*Exercise brief*
In the records below, retype the lines exactly, from the line with "point_to SHOULD mark one point per instance of the cloud in" up to and including the line with "pixel 359 148".

### Records to use

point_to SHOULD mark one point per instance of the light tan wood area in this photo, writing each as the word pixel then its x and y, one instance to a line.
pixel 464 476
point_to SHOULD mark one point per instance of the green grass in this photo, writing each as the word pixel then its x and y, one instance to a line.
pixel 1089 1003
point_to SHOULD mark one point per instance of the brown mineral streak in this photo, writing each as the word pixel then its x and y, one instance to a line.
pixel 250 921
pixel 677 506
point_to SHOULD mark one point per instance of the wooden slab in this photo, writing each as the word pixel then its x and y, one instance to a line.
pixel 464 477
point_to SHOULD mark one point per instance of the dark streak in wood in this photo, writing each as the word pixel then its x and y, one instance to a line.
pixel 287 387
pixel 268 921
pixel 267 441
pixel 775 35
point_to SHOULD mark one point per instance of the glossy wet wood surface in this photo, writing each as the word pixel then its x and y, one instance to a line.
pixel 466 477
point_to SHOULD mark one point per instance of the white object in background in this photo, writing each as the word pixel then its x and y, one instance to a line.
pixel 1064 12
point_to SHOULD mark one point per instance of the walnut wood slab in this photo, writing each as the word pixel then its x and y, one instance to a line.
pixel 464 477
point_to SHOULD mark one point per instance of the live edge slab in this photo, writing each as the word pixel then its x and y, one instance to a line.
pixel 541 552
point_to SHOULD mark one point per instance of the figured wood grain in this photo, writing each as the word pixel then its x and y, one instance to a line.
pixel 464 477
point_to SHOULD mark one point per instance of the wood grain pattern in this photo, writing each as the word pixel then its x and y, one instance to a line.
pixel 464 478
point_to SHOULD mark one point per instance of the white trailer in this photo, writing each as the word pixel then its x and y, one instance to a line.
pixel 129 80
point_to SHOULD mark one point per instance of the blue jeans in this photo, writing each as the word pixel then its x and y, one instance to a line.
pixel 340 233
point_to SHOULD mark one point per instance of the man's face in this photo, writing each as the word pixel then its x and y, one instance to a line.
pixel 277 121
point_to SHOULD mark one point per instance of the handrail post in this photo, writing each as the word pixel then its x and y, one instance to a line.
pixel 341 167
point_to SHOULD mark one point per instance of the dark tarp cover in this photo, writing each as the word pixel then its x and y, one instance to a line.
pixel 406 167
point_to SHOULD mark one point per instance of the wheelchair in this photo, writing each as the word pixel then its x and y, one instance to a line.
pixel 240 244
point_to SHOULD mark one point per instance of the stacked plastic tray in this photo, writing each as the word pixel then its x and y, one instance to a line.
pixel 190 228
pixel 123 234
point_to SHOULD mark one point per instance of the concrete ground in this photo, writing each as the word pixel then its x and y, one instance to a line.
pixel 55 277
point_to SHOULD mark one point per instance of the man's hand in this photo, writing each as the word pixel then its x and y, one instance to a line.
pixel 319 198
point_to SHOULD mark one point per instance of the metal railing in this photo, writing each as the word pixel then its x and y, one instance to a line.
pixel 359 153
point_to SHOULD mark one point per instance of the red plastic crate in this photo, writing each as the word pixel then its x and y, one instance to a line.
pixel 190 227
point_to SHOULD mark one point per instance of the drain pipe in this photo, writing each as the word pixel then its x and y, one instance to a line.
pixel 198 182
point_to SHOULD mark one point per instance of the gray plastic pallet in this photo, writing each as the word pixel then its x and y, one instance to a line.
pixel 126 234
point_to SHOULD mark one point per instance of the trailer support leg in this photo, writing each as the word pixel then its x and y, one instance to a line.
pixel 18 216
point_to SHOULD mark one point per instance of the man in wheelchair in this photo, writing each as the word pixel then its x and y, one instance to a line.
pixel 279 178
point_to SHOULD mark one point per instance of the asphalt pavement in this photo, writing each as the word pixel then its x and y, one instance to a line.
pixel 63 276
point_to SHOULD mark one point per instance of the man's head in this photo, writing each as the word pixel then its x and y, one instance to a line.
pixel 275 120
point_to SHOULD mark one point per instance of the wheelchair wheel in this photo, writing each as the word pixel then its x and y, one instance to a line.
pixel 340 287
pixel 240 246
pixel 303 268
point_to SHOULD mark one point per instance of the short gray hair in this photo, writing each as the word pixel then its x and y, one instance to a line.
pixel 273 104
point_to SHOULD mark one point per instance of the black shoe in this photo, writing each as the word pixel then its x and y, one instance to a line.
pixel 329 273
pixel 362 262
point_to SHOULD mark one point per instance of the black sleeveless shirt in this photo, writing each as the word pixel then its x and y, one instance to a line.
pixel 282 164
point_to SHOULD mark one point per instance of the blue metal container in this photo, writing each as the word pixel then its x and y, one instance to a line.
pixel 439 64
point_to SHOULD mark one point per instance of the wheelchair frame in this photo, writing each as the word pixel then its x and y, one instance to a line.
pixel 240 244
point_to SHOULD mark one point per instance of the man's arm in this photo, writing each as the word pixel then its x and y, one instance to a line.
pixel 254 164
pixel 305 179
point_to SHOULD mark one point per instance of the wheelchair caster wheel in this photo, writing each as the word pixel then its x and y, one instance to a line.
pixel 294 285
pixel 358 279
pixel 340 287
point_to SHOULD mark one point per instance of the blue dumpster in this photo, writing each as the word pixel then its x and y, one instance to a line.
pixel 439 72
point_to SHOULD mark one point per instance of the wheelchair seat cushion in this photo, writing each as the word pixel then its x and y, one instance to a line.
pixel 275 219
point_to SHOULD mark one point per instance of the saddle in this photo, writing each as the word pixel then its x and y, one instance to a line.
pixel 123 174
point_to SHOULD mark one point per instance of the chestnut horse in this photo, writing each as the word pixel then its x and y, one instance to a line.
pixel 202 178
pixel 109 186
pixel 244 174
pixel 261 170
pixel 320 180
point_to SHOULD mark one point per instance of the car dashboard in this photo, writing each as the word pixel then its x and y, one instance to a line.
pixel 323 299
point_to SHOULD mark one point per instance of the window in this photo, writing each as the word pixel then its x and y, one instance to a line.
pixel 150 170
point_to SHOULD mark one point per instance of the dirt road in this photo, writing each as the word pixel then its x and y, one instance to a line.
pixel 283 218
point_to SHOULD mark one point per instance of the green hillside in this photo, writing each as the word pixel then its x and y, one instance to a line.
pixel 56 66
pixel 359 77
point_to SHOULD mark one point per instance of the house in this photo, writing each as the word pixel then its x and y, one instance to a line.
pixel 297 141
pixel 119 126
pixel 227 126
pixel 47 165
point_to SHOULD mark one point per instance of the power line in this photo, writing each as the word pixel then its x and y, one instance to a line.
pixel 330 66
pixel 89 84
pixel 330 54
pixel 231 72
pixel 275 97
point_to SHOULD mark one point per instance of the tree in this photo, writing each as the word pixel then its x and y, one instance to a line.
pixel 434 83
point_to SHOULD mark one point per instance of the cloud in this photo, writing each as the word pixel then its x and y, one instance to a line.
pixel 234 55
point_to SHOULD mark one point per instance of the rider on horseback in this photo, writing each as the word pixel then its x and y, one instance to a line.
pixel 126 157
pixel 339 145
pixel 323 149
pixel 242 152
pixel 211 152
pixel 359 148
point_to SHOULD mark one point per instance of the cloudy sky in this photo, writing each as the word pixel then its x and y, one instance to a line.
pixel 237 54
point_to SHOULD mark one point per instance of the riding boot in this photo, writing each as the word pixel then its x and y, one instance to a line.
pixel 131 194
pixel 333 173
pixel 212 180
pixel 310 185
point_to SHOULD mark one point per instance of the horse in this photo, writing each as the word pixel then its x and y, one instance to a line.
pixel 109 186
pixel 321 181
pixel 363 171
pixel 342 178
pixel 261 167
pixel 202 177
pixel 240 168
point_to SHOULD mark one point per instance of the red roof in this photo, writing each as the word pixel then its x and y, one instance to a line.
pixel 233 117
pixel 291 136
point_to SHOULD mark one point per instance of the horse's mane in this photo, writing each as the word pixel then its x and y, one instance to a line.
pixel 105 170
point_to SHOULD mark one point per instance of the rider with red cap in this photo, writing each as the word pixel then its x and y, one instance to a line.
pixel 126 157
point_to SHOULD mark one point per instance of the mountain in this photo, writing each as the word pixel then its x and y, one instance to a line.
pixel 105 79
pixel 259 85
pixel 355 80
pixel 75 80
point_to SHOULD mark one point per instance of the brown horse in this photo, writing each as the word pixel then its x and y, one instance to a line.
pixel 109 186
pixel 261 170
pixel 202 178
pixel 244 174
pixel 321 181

######

*Correct output*
point_to SHOULD mark one point per instance of the cloud in this photo, writing each as the word pixel then its x and y, one instance to a line.
pixel 234 55
point_to SHOULD mark one point per instance of the rider on horseback in this photo, writing each as the word pixel then its x and y, one instance to a line.
pixel 126 157
pixel 339 145
pixel 323 149
pixel 242 152
pixel 211 152
pixel 359 148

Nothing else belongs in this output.